From the passage on federal spending, return the span starting at "Republicans were muted" and ending at "in upcoming deliberations.", copied word for word.

Exercise passage —
____________

Republicans were muted in their response, saying they would review the White House requests.

Senate Finance Committee Chairman Orrin Hatch, R-Utah, said he will use upcoming committee hearings on the budget requests to ensure the nation continues to have strong economic growth. “From program integrity reforms that streamline the government to further deregulation to help job creators cut through bureaucratic red tape, this fiscal roadmap embraces important goals that deserve a thorough examination,” Hatch said.

Congress last week approved a bipartisan agreement on fiscal 2018 and 2019 defense and domestic spending that greatly reduces the influence of the White House in upcoming deliberations.

House and Senate appropriations committees have until March 23 to finalize fiscal 2018 spending using an additional $80 billion for defense $63 billion for non-defense discretionary programs beyond the old spending caps.

And later this spring, lawmakers will be able to tackle fiscal 2019 spending bills with an additional $85 billion for defense and $68 billion for non-defense discretionary programs.

____________

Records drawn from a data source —
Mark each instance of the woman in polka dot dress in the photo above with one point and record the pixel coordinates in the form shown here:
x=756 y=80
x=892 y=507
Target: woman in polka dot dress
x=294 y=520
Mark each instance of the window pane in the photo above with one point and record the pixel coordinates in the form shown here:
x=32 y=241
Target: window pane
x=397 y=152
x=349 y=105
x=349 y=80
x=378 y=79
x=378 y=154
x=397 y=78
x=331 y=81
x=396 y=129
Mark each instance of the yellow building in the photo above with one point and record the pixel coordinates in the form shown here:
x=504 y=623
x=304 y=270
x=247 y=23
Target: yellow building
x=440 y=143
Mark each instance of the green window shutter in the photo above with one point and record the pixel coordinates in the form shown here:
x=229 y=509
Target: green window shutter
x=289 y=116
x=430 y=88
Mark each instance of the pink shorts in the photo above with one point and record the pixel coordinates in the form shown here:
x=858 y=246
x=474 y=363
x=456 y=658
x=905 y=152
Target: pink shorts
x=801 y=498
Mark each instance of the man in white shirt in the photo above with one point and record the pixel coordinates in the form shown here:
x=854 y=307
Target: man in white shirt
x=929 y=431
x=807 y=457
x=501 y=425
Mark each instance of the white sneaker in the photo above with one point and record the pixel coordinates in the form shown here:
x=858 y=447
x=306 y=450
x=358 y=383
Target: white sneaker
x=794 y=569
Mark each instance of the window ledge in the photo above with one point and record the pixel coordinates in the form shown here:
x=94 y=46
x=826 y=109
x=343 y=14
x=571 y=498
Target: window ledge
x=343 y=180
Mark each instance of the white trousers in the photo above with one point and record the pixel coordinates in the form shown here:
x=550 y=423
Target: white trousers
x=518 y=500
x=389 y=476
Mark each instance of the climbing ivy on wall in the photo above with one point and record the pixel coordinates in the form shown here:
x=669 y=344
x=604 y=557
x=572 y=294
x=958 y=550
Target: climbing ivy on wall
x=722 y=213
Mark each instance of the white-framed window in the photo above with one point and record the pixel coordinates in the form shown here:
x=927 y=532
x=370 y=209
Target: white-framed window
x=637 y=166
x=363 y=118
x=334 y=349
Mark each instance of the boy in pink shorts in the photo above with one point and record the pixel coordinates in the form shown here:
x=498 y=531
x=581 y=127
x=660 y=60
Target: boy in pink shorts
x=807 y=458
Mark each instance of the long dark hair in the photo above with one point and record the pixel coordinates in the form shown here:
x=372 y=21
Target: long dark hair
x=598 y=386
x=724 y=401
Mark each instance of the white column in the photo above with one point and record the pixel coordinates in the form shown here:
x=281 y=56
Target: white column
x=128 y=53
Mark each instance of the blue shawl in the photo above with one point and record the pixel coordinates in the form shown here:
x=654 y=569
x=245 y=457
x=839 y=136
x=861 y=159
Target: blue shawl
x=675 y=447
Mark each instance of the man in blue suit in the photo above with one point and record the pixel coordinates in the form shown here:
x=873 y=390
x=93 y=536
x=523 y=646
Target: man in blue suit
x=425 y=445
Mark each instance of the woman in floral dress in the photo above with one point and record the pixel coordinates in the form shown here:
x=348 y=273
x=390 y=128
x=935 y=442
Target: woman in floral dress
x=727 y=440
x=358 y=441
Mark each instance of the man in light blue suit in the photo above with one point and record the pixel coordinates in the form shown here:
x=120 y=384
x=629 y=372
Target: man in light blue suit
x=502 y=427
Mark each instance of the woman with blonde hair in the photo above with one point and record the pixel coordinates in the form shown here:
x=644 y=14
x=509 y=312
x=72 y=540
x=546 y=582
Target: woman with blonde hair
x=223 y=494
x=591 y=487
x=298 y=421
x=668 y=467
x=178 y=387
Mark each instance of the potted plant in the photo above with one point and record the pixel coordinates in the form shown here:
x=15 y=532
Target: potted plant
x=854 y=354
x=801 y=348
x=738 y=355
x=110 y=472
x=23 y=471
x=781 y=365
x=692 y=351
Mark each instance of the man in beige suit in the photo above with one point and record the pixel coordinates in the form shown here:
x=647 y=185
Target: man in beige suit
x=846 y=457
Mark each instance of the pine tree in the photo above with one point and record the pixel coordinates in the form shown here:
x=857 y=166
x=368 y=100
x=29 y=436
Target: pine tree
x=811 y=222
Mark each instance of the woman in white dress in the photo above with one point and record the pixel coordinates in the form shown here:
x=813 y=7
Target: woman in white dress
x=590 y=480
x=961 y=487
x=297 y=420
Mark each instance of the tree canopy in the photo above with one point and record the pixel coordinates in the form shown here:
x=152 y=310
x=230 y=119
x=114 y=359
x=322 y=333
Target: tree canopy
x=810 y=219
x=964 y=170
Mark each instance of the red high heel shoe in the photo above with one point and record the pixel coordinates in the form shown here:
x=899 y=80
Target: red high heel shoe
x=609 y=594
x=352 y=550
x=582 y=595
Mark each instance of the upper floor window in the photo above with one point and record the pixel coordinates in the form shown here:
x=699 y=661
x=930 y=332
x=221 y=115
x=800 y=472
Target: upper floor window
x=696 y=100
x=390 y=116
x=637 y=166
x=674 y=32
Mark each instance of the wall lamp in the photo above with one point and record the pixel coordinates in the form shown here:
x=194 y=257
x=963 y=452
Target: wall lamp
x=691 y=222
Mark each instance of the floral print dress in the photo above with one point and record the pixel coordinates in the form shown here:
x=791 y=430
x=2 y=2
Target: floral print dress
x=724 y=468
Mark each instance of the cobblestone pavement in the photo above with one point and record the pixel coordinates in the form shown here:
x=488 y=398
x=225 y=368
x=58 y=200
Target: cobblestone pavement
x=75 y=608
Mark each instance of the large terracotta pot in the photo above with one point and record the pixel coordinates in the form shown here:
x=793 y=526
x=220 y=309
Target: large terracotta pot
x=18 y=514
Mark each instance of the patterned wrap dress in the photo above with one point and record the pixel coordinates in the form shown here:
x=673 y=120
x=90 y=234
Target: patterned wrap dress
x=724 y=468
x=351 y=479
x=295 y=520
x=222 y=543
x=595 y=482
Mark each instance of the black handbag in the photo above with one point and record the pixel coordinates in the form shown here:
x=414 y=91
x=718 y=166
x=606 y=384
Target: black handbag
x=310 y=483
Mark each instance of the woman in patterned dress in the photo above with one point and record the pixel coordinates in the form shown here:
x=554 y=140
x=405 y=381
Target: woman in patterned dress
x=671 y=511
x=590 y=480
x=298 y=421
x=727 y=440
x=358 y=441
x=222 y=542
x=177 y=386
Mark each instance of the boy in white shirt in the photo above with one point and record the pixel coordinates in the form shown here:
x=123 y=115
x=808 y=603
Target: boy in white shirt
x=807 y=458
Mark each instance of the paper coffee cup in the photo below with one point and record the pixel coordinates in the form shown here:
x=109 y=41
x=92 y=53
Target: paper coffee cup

____________

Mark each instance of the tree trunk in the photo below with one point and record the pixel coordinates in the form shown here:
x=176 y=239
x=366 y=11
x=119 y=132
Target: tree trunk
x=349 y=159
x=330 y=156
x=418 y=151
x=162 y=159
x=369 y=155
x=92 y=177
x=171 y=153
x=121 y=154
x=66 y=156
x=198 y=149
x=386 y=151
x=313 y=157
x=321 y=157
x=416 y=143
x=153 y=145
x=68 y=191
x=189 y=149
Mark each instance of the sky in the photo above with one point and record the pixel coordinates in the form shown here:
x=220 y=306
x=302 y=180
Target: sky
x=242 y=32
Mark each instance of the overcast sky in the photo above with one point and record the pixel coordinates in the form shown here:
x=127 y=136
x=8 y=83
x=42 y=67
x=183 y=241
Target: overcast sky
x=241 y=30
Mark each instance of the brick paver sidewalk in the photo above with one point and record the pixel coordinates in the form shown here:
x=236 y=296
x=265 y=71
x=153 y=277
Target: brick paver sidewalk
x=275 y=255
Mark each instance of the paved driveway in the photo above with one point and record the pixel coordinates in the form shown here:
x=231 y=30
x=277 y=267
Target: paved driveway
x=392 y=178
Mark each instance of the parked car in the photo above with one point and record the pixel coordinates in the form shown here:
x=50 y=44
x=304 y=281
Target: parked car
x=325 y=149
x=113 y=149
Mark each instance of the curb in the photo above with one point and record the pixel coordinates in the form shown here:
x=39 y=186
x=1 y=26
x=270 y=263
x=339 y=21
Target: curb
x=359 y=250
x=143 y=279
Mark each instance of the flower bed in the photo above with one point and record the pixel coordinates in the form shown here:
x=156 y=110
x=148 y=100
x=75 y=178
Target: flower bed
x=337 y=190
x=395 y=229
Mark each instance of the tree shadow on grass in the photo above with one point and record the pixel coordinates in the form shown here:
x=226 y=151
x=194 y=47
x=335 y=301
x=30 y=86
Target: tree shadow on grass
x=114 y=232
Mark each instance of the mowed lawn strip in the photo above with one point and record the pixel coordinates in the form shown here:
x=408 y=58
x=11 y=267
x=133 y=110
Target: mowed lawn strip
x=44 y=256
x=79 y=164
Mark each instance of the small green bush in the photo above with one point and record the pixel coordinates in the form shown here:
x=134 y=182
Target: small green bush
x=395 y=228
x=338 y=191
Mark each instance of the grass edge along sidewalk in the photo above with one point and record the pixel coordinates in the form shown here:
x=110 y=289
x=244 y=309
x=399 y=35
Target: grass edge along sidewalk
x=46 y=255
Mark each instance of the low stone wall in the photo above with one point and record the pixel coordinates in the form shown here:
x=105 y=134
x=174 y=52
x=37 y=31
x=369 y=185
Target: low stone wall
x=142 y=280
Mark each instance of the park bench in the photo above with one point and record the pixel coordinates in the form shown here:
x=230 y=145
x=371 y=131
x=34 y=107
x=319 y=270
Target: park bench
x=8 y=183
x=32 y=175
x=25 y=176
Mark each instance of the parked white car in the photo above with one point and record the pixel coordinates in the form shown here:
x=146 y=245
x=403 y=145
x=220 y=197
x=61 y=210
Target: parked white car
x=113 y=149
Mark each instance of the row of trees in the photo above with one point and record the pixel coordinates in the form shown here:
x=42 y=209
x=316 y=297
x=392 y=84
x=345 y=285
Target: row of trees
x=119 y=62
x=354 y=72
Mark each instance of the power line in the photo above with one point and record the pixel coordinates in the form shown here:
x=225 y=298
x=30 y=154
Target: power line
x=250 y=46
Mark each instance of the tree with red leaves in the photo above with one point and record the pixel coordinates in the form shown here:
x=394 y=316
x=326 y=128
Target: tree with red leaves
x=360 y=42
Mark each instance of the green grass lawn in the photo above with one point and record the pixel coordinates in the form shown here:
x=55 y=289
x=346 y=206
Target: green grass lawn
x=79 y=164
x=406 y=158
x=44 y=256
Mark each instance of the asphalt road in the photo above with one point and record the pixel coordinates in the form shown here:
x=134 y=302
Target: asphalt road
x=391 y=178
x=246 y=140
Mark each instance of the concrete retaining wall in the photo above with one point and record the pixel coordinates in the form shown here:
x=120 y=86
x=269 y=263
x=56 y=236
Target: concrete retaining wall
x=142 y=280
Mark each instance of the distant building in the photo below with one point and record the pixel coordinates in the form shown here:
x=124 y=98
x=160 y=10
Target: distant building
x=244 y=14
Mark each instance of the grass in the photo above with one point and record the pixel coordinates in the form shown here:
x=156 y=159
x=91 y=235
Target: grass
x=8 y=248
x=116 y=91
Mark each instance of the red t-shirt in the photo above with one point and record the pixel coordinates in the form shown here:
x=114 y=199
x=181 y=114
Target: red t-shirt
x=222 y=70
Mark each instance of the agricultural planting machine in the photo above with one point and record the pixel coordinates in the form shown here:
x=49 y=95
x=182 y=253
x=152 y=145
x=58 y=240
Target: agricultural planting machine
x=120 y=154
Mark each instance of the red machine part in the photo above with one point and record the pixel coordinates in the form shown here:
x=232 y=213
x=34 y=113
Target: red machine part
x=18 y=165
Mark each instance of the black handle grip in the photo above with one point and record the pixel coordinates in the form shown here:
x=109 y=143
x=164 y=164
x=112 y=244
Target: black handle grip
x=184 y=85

____________

Answer box —
Republicans were muted in their response, saying they would review the White House requests.

Senate Finance Committee Chairman Orrin Hatch, R-Utah, said he will use upcoming committee hearings on the budget requests to ensure the nation continues to have strong economic growth. “From program integrity reforms that streamline the government to further deregulation to help job creators cut through bureaucratic red tape, this fiscal roadmap embraces important goals that deserve a thorough examination,” Hatch said.

Congress last week approved a bipartisan agreement on fiscal 2018 and 2019 defense and domestic spending that greatly reduces the influence of the White House in upcoming deliberations.